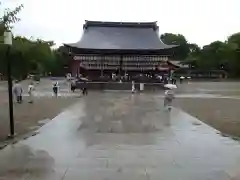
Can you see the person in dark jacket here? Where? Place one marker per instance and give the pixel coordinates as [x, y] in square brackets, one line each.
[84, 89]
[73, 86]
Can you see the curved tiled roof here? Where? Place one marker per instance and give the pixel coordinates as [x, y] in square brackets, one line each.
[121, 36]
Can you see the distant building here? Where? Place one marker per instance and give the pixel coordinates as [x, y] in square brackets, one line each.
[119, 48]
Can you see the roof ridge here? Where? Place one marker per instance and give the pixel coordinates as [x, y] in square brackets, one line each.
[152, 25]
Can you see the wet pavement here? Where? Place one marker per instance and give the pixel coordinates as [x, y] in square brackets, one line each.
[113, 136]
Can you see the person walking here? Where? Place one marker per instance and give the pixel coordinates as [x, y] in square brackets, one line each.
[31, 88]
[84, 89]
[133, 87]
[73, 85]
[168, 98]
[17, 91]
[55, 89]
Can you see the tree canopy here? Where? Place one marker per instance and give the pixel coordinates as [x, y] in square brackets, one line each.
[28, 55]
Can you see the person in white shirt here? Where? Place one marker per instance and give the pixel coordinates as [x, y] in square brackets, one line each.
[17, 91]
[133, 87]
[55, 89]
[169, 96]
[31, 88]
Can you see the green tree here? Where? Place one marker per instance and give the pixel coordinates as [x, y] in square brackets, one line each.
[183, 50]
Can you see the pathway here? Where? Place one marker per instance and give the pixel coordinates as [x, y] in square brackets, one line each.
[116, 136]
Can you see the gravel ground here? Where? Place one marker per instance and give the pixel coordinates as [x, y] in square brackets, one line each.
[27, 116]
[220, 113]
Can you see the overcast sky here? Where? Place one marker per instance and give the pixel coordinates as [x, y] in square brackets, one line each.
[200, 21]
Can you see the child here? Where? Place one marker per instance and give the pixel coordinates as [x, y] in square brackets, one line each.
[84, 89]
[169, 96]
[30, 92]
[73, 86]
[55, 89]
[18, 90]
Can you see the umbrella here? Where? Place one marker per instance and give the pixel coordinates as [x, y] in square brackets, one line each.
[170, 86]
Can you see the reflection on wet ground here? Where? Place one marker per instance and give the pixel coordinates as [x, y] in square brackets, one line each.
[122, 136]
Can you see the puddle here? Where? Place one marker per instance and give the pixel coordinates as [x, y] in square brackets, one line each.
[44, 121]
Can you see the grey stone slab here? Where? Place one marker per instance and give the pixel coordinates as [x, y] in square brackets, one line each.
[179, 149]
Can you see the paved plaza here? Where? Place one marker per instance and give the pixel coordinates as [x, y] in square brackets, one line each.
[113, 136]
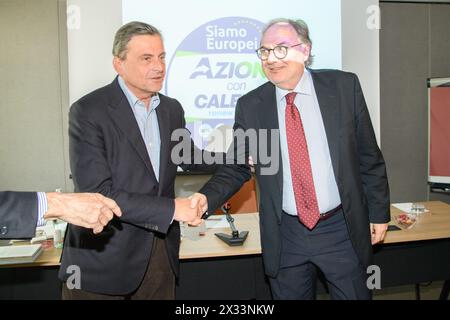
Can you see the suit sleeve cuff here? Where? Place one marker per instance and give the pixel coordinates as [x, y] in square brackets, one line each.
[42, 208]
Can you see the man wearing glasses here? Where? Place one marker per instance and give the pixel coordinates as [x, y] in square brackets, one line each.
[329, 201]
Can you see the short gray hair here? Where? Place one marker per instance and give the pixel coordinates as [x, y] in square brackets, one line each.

■ ■ ■

Convert all of the records above into a numbered list, one line per item, leaving out blank lines and the pictures.

1. Can you see the person in dark jacket here? Where? Place one marker per instance and give the pixel coordinates as [x, y] in square brackets, one line each.
2. [84, 89]
3. [73, 86]
4. Can you see the curved tiled roof here? Where? Place one marker per instance and give the pixel coordinates as [x, y] in square brackets, one line each.
5. [121, 36]
6. Can you see the distant building here? Where? Place one marker per instance and give the pixel coordinates as [x, y] in square brackets, one line each.
7. [119, 48]
8. Can you see the roof ridge here? Where? Place one marker per instance and give the pixel coordinates as [x, y] in square brackets, one line each.
9. [152, 25]
10. Can you see the wet pavement here? Where? Place one marker per instance and give the pixel coordinates as [x, y] in square brackets, one line each.
11. [113, 136]
12. Can you see the person walking here? Where? Place one marker per instance and give the pixel coordinates as [x, y] in square brackets, one line each.
13. [31, 88]
14. [84, 89]
15. [133, 87]
16. [73, 85]
17. [168, 98]
18. [17, 91]
19. [55, 89]
20. Can you see the tree canopy here? Where? Place one marker per instance and give the pixel coordinates as [x, y] in square brackets, one line each.
21. [28, 55]
22. Can you see the person in white shirt here? Where? Place one marker per instance and give the pixel coordinates as [x, y] in square brackets, one line each.
23. [17, 91]
24. [133, 87]
25. [55, 89]
26. [169, 96]
27. [31, 88]
28. Can you see the green tree here? Where? Place one marker per instance and give the pixel coordinates as [x, y] in square brackets, one line each.
29. [183, 50]
30. Can you see the pathway here? Where? Place one marker per instance and give the pixel coordinates as [x, y] in square brackets, one line each.
31. [116, 136]
32. Can you see the gravel ground here? Where? Place one marker per instance and give the pixel coordinates as [x, y] in square brackets, one line each.
33. [27, 116]
34. [220, 113]
35. Can you see the overcast sky here? Where? Place one marker per instance and give the pixel coordinates as [x, y] in square brackets, one line each.
36. [200, 21]
37. Can you see the child here? Where? Place one marker per instance and give the pixel coordinates as [x, y] in square brackets, one line each.
38. [84, 89]
39. [169, 96]
40. [30, 92]
41. [73, 86]
42. [55, 89]
43. [18, 90]
44. Can you see the umbrella here? Where? Place one marker per instance and give the pixel coordinates as [x, y] in square brackets, one line each.
45. [170, 86]
46. Can you see the reflection on wet ground here? Where? Place one marker per instance and give the pixel coordinates as [x, y] in square brackets, one line each.
47. [122, 136]
48. Can you see the puddle here? Where? Place one marker per instance and give the pixel coordinates as [x, y] in square brackets, one line each.
49. [44, 121]
50. Can you see the grey stone slab here? Where? Place one marker per instance and give the pixel coordinates as [x, y] in square brackets, one line each.
51. [179, 149]
52. Can you see the paved plaza here? Where? Place one marker per instance and give the pixel coordinates as [x, y] in square brackets, one line each.
53. [113, 136]
54. Can you see the suit sleeve cuff here? Where? Place one marker per instance and give the pixel coordinates as [x, y] in square brackets, one line each.
55. [42, 208]
56. Can you see the man wearing glasses here? Where? Place one marker per instance and give the pixel coordinates as [x, y] in square brackets, one line each.
57. [329, 201]
58. Can you see the short gray hair here? Where? Place one marker per instance and give the pixel coordinates as [x, y] in square brackets, one line each.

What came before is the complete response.